__Ta tâche__: Recopie mot pour mot ce passage de l'article sur l'incendie de Sturgeon Falls : pars des mots « Neuf familles sans » et arrête-toi après « quartier pendant l’intervention. ».

__Extrait choisi__:
_____
Neuf familles sans abri après la destruction d’un immeuble à Sturgeon Falls

La crise du logement complique les services de relocalisation

Christian Gammon-Roy

IJL – Réseau.Presse

Tribune : la Voix du Nipissing Ouest

Plusieurs personnes sont maintenant sans abri comme résultat d’un incendie ravageur survenu le matin du 19 juillet dans un immeuble de Sturgeon Falls. L’édifice au 192, rue Church comptait neuf appartements. Les pompiers ont combattu les flammes de 6 h le matin jusqu’à 20 h le soir. Greater Sudbury Hydro a émis un avis à 7 h pour dire qu’il coupait l’électricité à environ 45 foyers dans le quartier pendant l’intervention.

Le nouveau chef des pompiers de Nipissing Ouest, Frank Loeffen, dit que son service a reçu l’appel à 5h45 le matin. Il a fallu 25 pompiers de trois casernes pour maîtriser le feu et l’empêcher de reprendre. Ils ont réussi à contenir le feu dans le grenier et l’empêcher de se propager aux bâtiments voisins. Alors que la cause du feu reste à déterminer, le chef indique qu’il n’est pas d’origine douteuse et il n’y aura pas d’enquête menée par le Commissaire aux incendies. Il estime les pertes à environ 700 000$.

Micheline Dubé, gérante de l’immeuble appartenant à Norman Tao, confirme qu’au moins 13 personnes y habitaient. La plupart des résidents étaient âgés entre 40 et 60 ans, mais il y avait aussi une jeune maman avec un enfant de deux ans et sa mère, puis un octogénaire.

Heureusement, personne n’a été blessé dans l’incendie, et Mme Dubé assure que toutes les mesures de protection prescrites étaient en place ; les détecteurs de fumée avaient été inspectés récemment. «Un locataire a senti la fumée et entendu l’alarme à feu, et il a alerté les pompiers,» raconte-t-elle.

Néanmoins, les locataires ont perdu leur logement et tous leurs biens, et ils auront du mal à trouver un autre appartement compte tenu de la pénurie de logements abordables. «Beaucoup de ces personnes sont des prestataires du Programme ontarien de soutien aux personnes handicapées,» précise Mme Dubé.
_____
__Lignes listées__:
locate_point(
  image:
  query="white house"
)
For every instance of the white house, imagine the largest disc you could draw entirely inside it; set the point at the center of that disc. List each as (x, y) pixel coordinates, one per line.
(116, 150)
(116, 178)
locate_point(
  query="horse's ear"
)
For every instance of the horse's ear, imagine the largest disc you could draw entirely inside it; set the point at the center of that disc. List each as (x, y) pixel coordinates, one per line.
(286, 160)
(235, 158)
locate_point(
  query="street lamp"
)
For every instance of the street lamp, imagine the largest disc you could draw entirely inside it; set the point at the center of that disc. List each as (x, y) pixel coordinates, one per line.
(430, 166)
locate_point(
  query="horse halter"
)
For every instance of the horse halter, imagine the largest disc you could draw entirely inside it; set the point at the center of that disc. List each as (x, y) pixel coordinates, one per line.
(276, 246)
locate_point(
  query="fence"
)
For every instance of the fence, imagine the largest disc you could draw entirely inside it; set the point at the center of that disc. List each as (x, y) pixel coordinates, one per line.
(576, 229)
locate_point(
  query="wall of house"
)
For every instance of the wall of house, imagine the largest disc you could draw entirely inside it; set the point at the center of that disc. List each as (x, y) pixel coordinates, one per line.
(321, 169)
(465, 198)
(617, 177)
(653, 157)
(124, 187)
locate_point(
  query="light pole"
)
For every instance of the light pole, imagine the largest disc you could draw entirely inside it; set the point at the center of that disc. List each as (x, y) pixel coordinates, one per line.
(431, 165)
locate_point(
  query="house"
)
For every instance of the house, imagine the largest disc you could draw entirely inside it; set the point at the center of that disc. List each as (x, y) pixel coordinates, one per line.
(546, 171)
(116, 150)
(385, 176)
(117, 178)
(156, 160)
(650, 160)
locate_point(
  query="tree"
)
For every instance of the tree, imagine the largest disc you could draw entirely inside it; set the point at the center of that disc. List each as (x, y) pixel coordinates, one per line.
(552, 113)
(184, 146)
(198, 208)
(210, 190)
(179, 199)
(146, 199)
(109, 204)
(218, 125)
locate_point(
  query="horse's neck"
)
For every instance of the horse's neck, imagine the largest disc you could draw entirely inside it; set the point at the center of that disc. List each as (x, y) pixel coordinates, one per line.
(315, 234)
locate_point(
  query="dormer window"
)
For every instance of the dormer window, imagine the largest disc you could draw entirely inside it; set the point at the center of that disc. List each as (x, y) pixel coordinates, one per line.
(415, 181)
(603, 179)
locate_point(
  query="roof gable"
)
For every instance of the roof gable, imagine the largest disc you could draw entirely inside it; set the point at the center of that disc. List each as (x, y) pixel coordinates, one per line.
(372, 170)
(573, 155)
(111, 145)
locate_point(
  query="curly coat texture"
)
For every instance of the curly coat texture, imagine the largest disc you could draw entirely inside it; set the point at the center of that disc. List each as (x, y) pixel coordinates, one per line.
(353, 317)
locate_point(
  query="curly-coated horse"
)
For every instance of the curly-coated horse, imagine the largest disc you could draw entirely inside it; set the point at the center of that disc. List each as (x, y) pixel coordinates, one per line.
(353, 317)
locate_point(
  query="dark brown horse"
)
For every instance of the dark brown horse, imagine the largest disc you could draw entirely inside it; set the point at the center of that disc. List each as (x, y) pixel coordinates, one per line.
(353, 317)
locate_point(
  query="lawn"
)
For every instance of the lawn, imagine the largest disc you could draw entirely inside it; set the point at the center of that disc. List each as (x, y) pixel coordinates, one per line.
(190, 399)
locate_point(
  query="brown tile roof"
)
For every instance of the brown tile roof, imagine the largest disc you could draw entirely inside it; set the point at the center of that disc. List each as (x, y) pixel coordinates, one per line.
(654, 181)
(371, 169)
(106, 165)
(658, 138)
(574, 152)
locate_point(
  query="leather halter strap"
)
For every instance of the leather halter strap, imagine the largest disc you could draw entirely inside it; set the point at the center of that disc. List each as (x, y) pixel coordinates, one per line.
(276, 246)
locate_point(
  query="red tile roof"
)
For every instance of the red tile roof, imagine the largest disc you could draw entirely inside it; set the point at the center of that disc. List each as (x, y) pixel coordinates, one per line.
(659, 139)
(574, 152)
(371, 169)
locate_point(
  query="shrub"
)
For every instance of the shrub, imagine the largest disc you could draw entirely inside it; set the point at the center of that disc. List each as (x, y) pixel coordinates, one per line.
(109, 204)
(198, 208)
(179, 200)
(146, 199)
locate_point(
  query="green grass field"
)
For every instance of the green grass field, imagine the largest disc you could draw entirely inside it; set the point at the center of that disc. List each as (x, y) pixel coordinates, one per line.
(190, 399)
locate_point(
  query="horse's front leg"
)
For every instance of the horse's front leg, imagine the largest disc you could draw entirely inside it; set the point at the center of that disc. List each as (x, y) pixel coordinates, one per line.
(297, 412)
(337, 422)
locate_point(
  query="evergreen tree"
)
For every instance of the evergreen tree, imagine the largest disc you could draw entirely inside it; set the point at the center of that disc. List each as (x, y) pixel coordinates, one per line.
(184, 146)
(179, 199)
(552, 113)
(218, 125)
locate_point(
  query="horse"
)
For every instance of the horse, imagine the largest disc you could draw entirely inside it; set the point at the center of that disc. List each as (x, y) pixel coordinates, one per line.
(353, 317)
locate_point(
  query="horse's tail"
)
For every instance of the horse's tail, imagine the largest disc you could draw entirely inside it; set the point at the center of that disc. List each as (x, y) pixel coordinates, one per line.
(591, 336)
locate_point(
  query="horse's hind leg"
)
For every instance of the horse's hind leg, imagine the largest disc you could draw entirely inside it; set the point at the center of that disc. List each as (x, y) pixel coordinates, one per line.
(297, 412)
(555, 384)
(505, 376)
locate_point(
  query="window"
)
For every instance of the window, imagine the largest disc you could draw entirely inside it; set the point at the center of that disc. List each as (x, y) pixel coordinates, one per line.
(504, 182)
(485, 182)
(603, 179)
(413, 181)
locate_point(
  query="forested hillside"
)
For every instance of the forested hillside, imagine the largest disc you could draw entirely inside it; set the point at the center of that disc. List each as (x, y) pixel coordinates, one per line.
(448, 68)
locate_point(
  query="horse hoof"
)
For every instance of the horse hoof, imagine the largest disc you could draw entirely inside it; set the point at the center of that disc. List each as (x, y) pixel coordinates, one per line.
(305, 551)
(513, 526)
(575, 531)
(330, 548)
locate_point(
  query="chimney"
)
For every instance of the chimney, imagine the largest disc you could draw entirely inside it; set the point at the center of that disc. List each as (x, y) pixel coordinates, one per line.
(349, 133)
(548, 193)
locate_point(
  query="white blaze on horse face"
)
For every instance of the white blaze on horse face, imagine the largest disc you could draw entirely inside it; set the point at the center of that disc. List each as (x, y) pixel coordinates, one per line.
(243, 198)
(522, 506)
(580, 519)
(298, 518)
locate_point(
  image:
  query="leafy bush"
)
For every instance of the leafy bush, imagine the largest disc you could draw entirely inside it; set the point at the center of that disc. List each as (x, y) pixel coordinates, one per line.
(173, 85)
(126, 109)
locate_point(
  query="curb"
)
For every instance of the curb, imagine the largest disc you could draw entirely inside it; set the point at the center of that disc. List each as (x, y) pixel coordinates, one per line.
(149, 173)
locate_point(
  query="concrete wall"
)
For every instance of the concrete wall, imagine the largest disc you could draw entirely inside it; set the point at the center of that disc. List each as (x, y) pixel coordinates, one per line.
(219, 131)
_____
__Tâche faite__:
Neuf familles sans abri après la destruction d’un immeuble à Sturgeon Falls

La crise du logement complique les services de relocalisation

Christian Gammon-Roy

IJL – Réseau.Presse

Tribune : la Voix du Nipissing Ouest

Plusieurs personnes sont maintenant sans abri comme résultat d’un incendie ravageur survenu le matin du 19 juillet dans un immeuble de Sturgeon Falls. L’édifice au 192, rue Church comptait neuf appartements. Les pompiers ont combattu les flammes de 6 h le matin jusqu’à 20 h le soir. Greater Sudbury Hydro a émis un avis à 7 h pour dire qu’il coupait l’électricité à environ 45 foyers dans le quartier pendant l’intervention.